● **Task statement**
Please return each record exactly, leaving nothing out.

● **Record set**
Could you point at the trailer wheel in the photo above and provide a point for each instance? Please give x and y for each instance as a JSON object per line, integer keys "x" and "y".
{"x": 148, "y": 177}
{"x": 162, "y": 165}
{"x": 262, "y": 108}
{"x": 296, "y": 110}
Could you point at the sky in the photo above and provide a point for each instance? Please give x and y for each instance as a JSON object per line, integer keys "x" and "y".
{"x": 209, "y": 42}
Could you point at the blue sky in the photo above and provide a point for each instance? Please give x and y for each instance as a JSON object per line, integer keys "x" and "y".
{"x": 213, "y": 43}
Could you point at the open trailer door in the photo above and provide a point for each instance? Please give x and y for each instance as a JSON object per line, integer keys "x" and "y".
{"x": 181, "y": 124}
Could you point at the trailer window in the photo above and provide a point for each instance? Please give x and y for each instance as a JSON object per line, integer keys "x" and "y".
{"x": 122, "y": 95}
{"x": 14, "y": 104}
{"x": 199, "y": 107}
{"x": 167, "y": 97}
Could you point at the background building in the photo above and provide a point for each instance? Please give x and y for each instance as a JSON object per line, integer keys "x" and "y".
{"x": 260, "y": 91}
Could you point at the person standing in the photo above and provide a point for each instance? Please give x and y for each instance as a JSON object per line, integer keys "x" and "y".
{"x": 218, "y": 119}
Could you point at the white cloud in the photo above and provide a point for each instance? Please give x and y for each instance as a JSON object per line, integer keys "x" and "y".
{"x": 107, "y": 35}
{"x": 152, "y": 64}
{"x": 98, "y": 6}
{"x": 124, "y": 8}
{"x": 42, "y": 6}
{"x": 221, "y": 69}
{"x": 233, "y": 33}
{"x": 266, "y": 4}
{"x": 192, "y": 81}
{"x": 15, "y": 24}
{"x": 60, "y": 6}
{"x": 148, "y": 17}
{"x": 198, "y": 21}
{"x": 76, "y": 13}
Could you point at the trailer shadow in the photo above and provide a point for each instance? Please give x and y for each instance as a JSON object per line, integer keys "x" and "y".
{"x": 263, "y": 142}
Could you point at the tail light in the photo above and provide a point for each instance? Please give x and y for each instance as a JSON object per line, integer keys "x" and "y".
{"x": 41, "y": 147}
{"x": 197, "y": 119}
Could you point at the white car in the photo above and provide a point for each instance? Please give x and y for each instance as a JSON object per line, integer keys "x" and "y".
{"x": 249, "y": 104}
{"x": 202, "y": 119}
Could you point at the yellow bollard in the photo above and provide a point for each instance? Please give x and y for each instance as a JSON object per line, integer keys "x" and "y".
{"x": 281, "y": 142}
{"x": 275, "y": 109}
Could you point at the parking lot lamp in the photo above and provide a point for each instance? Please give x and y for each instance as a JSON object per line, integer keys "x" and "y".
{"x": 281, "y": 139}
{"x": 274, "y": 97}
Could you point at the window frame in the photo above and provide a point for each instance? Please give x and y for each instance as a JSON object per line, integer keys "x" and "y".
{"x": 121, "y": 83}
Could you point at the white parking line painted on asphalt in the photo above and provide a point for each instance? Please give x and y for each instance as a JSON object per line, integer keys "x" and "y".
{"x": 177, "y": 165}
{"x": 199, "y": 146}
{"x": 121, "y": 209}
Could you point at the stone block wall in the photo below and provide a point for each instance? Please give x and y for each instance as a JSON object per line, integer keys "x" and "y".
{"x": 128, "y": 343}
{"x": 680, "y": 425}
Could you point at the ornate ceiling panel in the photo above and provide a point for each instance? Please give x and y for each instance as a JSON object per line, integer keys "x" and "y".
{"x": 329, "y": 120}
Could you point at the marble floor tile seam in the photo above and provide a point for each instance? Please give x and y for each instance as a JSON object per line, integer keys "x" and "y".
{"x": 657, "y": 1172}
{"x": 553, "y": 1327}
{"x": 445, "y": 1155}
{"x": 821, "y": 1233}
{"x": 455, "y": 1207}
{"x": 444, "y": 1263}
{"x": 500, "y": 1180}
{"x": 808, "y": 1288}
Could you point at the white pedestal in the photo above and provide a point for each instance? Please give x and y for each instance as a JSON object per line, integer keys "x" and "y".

● **Response to the exercise**
Could you point at the trailer wheel in the photo above and provide a point for each instance? Please give x and y for each instance as a JSON object per line, integer keys "x" and "y".
{"x": 148, "y": 177}
{"x": 162, "y": 165}
{"x": 262, "y": 108}
{"x": 296, "y": 110}
Could you point at the sky in the photo above and provide a point for each instance? Please give x and y for each instance as a JSON object per line, integer keys "x" and "y".
{"x": 209, "y": 42}
Could you point at the blue sky in the photo above and provide a point for each instance? Please give x and y for each instance as a JSON object per line, integer keys "x" and "y".
{"x": 213, "y": 43}
Could you point at the open trailer door in the photo above and provide a point for each instance? Please give x and y for each instance as a JSON object per line, integer keys "x" and "y".
{"x": 181, "y": 124}
Could you point at the trailer window in the photo above and provide a point for each instance? Please give x and y for each instance as a JSON object per line, integer keys "x" and "y".
{"x": 122, "y": 95}
{"x": 14, "y": 104}
{"x": 199, "y": 107}
{"x": 167, "y": 97}
Could you point at the background building in the photo above and provide a point for each instance? Please give x and y for each instance as a JSON object per line, integer keys "x" and "y".
{"x": 260, "y": 91}
Could you point at the person standing in the photo above and provide a point for each instance? Please give x and y for each instance as a JSON object per line, integer keys "x" and "y".
{"x": 218, "y": 119}
Could you point at the white cloud in the photo above and provide a point for each instance? Please give x and y for each instance as a JSON object per line, integer keys "x" and "y".
{"x": 107, "y": 35}
{"x": 152, "y": 64}
{"x": 98, "y": 6}
{"x": 124, "y": 8}
{"x": 42, "y": 6}
{"x": 221, "y": 69}
{"x": 233, "y": 33}
{"x": 266, "y": 4}
{"x": 192, "y": 81}
{"x": 15, "y": 24}
{"x": 60, "y": 6}
{"x": 148, "y": 17}
{"x": 198, "y": 21}
{"x": 76, "y": 13}
Could you point at the trailer shadow in the photo above and provide a point for each instance? Please give x and y for each instance as a JSON object per line, integer keys "x" and "y".
{"x": 263, "y": 142}
Could you point at the tail light in the photo above and provide a point for each instance? Please give x and y for each instance as a JSON object per line, integer keys "x" and "y".
{"x": 41, "y": 147}
{"x": 197, "y": 119}
Could you point at the white car in the photo above and provide a point for each instance? Please give x and y for each instance as a JSON object per line, integer keys "x" and "y".
{"x": 249, "y": 104}
{"x": 202, "y": 119}
Could you point at the yellow bollard in the photo above and provide a point for each instance? Please give x and y for each instance as a JSON object per line, integer keys "x" and "y".
{"x": 281, "y": 142}
{"x": 275, "y": 109}
Could you point at the parking lot lamp in the photo above and provide a point for each instance? Please give x and y for each instance as a JSON object per line, integer keys "x" and "y".
{"x": 281, "y": 139}
{"x": 274, "y": 97}
Could you point at the window frame in the photo above and provide a point for each instance? Please give x and y for each instance as a JSON object per line, integer keys "x" and "y".
{"x": 121, "y": 83}
Could you point at the white parking line painted on asphalt in the photo above and provide a point for each instance? Please give x and y for each instance as a JSON object per line, integer keys "x" and "y".
{"x": 177, "y": 165}
{"x": 199, "y": 146}
{"x": 121, "y": 209}
Could you point at the stone block wall in the photo below and provide a point for each instance? Please give x and y for each instance as a JSON object per line, integer keys "x" and "y".
{"x": 128, "y": 343}
{"x": 680, "y": 425}
Could you point at the ornate ceiling panel in the photo above and provide a point for each instance? Please give x and y for each instance as a JSON object per line, integer keys "x" and "y".
{"x": 329, "y": 120}
Could you point at the marble floor tile seam in the photo above and provide a point for each instance? Please give x and y for each instance as a JSON object per line, integer keys "x" and "y".
{"x": 657, "y": 1172}
{"x": 553, "y": 1327}
{"x": 445, "y": 1155}
{"x": 821, "y": 1233}
{"x": 455, "y": 1207}
{"x": 444, "y": 1263}
{"x": 500, "y": 1180}
{"x": 808, "y": 1288}
Could you point at the white pedestal in the photo above and provide a point for each instance? Please give x and y for each instance as a JSON object per line, integer keys "x" and "y".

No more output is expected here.